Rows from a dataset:
****************************************
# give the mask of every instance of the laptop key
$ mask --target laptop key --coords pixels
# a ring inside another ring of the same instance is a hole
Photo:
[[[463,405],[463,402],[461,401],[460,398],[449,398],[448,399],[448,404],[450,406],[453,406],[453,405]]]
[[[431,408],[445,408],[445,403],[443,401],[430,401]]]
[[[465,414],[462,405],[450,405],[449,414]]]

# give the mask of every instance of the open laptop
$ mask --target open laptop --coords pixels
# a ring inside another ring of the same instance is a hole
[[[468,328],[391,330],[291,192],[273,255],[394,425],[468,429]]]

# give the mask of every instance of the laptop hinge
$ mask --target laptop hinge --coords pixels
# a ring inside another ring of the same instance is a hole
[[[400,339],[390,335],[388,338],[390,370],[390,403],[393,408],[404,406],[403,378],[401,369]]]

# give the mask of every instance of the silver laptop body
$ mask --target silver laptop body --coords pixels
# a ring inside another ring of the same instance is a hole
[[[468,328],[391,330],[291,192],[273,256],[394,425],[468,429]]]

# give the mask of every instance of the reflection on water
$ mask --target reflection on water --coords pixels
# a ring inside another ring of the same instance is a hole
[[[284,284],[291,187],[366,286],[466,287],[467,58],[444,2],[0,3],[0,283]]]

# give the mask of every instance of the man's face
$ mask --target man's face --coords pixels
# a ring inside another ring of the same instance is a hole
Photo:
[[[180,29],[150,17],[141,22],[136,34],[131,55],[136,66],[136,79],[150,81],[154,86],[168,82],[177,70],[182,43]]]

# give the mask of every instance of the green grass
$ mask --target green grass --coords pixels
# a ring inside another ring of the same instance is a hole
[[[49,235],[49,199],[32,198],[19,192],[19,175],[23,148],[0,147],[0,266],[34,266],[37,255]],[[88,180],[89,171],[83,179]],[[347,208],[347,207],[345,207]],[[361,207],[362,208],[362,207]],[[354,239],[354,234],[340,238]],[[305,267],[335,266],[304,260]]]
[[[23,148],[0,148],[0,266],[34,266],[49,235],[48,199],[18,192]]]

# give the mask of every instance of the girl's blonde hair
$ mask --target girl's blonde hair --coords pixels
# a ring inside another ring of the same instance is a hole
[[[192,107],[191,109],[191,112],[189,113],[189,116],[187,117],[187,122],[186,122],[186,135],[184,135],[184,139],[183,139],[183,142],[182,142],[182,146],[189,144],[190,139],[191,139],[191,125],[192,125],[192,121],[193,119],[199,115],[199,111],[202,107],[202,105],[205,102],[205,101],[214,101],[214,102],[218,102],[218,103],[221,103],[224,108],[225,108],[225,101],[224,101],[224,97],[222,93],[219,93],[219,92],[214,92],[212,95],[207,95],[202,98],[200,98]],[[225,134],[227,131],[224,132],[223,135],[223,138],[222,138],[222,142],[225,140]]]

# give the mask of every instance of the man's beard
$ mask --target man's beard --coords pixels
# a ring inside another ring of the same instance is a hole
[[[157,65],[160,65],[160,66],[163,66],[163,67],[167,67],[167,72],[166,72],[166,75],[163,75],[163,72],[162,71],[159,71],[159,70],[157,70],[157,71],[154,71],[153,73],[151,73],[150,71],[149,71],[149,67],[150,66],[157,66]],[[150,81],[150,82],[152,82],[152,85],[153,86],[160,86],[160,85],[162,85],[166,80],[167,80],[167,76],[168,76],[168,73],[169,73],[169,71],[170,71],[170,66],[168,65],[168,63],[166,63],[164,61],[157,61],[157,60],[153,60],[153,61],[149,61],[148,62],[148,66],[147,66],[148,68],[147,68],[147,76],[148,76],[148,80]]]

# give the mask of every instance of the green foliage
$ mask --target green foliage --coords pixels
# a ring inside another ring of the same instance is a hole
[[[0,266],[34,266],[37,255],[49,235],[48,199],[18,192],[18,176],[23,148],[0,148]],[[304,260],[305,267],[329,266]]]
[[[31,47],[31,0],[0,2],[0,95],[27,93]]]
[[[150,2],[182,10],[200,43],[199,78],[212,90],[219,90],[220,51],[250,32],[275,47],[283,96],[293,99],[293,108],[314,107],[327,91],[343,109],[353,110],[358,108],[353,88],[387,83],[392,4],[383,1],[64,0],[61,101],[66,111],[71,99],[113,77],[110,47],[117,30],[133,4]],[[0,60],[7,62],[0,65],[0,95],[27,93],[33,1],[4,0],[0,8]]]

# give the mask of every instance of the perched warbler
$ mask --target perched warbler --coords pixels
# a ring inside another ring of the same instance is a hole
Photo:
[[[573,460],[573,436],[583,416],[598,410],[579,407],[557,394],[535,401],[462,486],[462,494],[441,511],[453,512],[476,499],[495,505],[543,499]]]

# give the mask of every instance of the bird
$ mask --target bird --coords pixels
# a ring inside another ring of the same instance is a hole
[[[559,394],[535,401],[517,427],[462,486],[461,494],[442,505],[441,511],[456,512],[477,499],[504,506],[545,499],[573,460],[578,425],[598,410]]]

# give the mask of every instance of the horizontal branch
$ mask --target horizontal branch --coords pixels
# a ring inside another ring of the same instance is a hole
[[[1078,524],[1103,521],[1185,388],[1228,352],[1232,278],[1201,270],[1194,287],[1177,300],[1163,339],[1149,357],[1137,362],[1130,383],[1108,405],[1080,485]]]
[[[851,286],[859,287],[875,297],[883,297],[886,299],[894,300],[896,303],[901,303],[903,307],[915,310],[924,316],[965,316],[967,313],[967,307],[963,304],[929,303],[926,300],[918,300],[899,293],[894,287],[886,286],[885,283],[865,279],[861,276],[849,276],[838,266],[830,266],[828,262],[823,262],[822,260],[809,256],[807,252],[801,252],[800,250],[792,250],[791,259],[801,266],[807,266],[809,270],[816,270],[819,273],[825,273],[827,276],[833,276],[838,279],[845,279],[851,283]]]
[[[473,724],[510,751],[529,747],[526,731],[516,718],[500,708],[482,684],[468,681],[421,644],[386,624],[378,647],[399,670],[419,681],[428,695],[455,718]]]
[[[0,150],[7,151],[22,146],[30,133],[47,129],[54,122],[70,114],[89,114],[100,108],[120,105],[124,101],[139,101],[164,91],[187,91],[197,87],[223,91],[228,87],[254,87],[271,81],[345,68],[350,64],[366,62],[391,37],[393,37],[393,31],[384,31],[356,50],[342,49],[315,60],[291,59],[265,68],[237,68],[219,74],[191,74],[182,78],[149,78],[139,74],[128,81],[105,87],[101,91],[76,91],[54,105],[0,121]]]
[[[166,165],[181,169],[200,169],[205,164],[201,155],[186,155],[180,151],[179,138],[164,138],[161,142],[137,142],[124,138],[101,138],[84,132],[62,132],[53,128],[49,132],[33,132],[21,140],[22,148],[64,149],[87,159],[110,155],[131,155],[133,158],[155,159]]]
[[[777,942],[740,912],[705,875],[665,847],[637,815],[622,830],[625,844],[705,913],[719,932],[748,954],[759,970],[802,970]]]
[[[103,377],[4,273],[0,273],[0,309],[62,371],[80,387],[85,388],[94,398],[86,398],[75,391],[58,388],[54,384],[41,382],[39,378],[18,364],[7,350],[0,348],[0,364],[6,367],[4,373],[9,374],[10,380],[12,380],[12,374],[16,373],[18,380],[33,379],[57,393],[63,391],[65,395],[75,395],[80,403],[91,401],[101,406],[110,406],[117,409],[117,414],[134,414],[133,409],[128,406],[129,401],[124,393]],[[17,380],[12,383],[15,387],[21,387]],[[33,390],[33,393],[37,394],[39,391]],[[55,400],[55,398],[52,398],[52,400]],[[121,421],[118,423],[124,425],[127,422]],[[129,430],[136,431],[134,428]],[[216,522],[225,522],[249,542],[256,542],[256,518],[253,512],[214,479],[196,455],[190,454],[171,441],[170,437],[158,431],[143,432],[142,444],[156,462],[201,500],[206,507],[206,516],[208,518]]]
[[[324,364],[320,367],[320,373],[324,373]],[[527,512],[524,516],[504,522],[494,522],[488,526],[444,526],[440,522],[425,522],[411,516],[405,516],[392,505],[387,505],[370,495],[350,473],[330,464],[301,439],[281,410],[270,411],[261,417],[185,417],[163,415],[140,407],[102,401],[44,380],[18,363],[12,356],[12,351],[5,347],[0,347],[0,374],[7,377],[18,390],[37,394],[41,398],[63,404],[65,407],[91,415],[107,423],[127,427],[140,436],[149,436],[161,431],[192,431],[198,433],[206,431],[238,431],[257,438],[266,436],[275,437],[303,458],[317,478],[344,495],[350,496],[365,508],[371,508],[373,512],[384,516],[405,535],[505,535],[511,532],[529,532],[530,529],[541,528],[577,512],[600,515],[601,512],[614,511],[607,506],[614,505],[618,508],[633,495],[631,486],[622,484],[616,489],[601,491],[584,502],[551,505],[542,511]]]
****************************************
_Written exercise:_ Repeat the lines of the listing from the line with "# give the mask of every instance of the green grass" to the line with "[[[23,148],[0,148],[0,266],[34,266],[49,235],[48,199],[18,192]]]", both included.

_Answer to the task:_
# give the mask of every instance of the green grass
$ mask --target green grass --coords pixels
# a ring inside another ring of the same instance is a hole
[[[49,235],[49,199],[32,198],[19,192],[19,175],[23,148],[0,147],[0,266],[34,266],[37,255]],[[88,180],[89,171],[83,179]],[[347,208],[347,207],[345,207]],[[361,207],[362,208],[362,207]],[[354,239],[354,234],[340,238]],[[305,267],[335,266],[304,260]]]
[[[23,148],[0,148],[0,266],[34,266],[49,235],[48,199],[18,192]]]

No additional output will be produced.